• _Written task_: Can you carry the Trysten Hill article on past its last sentence below?

• _Source_:
# # # #

Trysten Hill

Profile
- Position: Defensive tackle

Personal information
- Born: March 25, 1998 (age 28) Lee, Florida, U.S.
- Listed height: 6 ft 3 in (1.91 m)
- Listed weight: 310 lb (141 kg)

Career information
- High school: Suwannee (Live Oak, Florida)
- College: UCF (2016–2018)
- NFL draft: 2019: 2nd round, 58th overall pick

Career history
- Dallas Cowboys (2019–2022); Arizona Cardinals (2022); Cleveland Browns (2023)*; New England Patriots (2023–2024); Indianapolis Colts (2024)*;
- * Offseason or practice squad member only

Awards and highlights
- National Champion (2017); Second-team All-AAC (2017);

Career NFL statistics as of Week 3, 2024
- Total tackles: 39
- Sacks: 1.5
- Stats at Pro Football Reference

= Trysten Hill =

American football player (born 1998)

Trysten Hill (born March 25, 1998) is an American professional football defensive tackle. He played college football for the UCF Knights, and was selected in the second round of the 2019 NFL draft by the Dallas Cowboys.

==Early life==
Hill attended Suwannee High School in Live Oak, Florida, where he played as a defensive end. As a junior, he contributed to the team reaching the state semifinals and received All-area honors.

As a senior, he helped the team reach the FHSAA 5A regional finals and received Florida Class 5A All-State first-team honors. He was rated as a three-star recruit prospect, per ESPN.

==College career==
Hill originally committed to the Georgia Institute of Technology and then University of Virginia to play college football, before ultimately deciding to enroll at the University of Central Florida (UCF). As a true freshman, he started 13 games at defensive end, collecting 15 tackles (5 for loss), one sack, one quarterback hurry and one forced fumble.

As a sophomore, he started 13 games at defensive tackle, posting 20 tackles (4 for loss), 2 sacks and 5 quarterback hurries.

As a junior, it was reported that he fell out of favor with the coaching staff and only started one out of 12 games at defensive tackle. He registered 36 tackles, 3 sacks, 10.5 tackles for loss, while also having 2 carries for one rushing yard and one touchdown. He had 6 tackles, (3 for loss) and 2 sacks against the University of Memphis in the American Athletic Conference championship game. He was a part of a 25-game winning streak that ended against Louisiana State University in the 2019 Fiesta Bowl.

He finished his college career with 71 tackles and six sacks. After his junior season in 2018, he announced his intention to declare for the 2019 NFL draft.

# # # #

• _Dataset records_:
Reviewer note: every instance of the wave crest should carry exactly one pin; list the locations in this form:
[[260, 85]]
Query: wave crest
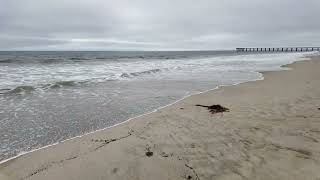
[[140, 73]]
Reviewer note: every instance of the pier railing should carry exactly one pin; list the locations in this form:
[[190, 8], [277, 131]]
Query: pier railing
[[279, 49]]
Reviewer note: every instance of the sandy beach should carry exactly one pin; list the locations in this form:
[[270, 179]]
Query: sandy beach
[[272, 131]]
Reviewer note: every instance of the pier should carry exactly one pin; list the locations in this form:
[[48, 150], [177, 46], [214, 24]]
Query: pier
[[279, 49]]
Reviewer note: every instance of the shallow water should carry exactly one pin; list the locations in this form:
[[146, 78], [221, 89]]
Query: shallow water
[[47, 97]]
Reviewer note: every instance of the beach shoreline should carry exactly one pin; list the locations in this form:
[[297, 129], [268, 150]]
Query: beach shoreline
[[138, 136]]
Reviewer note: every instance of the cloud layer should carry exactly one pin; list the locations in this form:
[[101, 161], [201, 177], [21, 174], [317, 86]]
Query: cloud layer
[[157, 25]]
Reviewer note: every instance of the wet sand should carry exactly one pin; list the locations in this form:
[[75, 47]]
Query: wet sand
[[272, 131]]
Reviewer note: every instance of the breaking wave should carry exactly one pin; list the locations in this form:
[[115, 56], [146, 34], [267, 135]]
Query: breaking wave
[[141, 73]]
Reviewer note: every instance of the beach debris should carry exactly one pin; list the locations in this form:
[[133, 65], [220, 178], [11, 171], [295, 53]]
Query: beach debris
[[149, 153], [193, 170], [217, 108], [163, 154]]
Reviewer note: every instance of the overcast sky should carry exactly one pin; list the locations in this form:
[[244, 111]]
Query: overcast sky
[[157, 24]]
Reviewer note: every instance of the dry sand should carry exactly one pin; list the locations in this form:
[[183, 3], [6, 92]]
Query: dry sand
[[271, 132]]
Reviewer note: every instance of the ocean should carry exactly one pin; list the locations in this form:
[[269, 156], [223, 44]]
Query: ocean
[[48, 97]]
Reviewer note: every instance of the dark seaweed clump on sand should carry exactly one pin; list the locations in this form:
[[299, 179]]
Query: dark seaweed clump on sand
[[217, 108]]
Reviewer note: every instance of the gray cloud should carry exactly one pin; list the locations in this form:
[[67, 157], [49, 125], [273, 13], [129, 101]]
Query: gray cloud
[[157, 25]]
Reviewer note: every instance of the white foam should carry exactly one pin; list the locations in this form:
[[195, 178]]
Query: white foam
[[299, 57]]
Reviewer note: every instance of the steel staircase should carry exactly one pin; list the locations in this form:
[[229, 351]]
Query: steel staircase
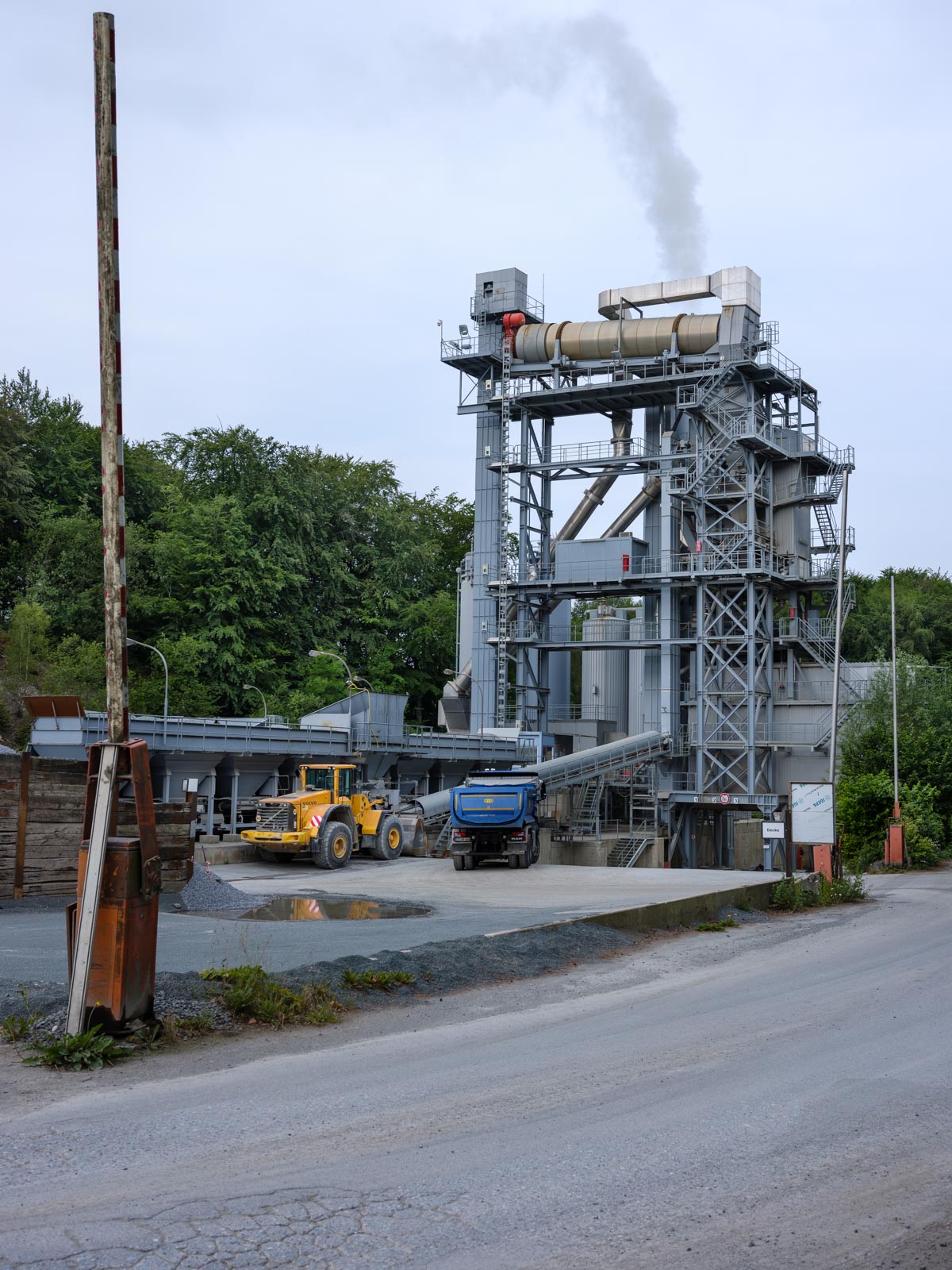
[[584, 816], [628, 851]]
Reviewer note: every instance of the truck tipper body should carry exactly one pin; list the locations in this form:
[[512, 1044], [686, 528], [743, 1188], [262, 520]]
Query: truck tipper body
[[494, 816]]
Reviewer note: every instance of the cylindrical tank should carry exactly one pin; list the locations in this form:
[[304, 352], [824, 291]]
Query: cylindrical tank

# # # #

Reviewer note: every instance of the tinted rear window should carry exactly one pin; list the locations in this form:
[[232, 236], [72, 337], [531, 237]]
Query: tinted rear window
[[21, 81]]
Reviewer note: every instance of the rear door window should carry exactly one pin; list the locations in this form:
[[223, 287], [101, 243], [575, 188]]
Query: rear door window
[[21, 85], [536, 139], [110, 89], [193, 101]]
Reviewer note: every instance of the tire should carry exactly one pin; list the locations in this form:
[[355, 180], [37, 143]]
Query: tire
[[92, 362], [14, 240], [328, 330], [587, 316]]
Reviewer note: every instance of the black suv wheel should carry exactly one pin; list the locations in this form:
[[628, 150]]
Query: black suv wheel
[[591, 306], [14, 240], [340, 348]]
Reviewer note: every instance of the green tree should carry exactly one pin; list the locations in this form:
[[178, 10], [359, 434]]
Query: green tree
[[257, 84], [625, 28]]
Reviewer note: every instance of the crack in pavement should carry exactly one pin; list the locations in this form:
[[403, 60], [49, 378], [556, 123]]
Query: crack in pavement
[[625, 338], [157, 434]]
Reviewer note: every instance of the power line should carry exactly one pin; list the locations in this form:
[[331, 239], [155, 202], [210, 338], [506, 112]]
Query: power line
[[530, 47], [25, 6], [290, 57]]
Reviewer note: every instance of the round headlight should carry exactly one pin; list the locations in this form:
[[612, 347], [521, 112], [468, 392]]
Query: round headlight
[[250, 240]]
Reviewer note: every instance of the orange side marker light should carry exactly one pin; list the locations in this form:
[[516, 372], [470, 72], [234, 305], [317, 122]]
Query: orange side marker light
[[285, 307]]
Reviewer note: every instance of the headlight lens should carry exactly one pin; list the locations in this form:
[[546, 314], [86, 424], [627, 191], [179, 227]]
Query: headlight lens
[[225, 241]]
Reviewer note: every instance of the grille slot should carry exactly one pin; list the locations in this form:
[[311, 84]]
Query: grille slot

# # # #

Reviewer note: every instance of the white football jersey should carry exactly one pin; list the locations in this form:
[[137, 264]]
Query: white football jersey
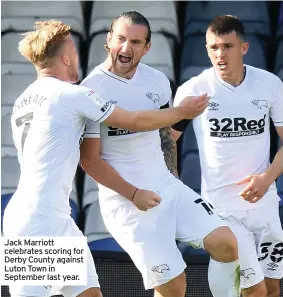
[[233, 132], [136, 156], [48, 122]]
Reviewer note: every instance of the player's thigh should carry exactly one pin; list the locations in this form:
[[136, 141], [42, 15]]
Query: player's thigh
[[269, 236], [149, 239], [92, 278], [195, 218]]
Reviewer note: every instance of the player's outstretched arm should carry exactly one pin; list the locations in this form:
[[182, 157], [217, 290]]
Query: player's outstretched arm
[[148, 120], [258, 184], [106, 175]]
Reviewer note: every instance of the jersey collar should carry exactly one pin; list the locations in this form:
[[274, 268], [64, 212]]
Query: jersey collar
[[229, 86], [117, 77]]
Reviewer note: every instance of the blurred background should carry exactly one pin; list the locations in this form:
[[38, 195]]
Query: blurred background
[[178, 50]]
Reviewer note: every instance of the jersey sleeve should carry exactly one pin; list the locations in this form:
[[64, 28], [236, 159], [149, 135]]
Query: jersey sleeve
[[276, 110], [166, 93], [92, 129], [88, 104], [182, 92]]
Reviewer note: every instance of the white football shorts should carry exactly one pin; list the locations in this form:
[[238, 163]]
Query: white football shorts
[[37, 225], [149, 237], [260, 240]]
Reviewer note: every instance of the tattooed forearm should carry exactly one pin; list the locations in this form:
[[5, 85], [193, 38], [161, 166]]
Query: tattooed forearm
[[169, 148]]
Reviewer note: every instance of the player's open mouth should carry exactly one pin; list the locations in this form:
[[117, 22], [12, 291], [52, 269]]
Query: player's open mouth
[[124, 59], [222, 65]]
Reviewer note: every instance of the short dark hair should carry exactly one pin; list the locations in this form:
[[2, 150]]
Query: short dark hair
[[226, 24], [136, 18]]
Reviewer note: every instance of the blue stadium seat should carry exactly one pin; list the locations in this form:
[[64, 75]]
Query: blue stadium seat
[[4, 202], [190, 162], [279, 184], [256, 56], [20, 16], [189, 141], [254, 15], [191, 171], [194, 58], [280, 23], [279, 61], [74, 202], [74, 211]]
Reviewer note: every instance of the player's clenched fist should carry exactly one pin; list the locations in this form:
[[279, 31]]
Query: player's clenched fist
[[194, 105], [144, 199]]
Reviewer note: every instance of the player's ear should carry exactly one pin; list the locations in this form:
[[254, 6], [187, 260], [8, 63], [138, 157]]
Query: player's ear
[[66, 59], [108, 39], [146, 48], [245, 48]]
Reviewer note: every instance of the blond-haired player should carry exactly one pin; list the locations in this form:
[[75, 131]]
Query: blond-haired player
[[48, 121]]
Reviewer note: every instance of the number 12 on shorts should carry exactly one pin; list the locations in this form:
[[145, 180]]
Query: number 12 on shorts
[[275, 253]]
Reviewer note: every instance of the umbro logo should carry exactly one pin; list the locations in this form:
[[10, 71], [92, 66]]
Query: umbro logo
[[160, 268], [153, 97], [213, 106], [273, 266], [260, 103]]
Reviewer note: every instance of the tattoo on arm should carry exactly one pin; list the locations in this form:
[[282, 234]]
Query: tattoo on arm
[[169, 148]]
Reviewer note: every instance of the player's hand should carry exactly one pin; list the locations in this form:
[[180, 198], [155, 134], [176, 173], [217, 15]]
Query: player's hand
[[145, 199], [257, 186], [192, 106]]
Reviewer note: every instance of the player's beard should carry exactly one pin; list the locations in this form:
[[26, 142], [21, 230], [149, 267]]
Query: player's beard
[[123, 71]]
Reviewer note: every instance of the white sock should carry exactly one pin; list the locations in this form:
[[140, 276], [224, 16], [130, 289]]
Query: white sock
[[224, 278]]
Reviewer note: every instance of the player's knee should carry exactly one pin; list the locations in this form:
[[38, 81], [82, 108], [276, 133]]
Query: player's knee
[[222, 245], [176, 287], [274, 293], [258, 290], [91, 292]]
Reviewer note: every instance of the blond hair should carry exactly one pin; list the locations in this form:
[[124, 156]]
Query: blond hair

# # # #

• _Response below_:
==Professional career==

Pre-draft measurables
| Height | Weight | Arm length | Hand span | 40-yard dash | 10-yard split | 20-yard split | 20-yard shuttle | Three-cone drill | Vertical jump | Broad jump | Bench press | Wonderlic |
| 6 ft 2+3⁄4 in (1.90 m) | 308 lb (140 kg) | 33+3⁄8 in (0.85 m) | 10+1⁄4 in (0.26 m) | 5.04 s | 1.73 s | 2.88 s | 4.38 s | 7.70 s | 35 in (0.89 m) | 9 ft 7 in (2.92 m) | 28 reps | 23 |
All values from NFL Combine

===Dallas Cowboys===
Hill was selected by the Dallas Cowboys in the second round (58th overall) in the 2019 NFL draft. He had an underwhelming season as a backup at the three-technique defensive tackle position behind Maliek Collins. Hill registered four tackles and three quarterback pressures in 121 snaps. He was declared inactive in nine games and appeared in just three contests after Week 7.

In 2020, after Collins left in free agency, he began the season as the starter at the three-technique defensive tackle position, after Gerald McCoy was lost for the season with a torn quadriceps injury. He was involved in a controversy during the Week 3 game against the Seattle Seahawks due to a tackle on running back Chris Carson, where Hill twisted Carson's knee after the play had ended, causing a sprain. Later in the same drive, Hill delivered a late, helmet-to-helmet hit on quarterback Russell Wilson, who was uninjured on the play. The league fined Hill $6,522 for each hit respectively, totaling $13,044. In Week 5 against the New York Giants, he tore his right ACL after pushing quarterback Daniel Jones and trying to hold him up to avoid a possible roughing the passer penalty. On October 19, he was placed on the injured reserve list. He started the first 5 games, while posting 14 tackles (one for loss) and 5 quarterback pressures.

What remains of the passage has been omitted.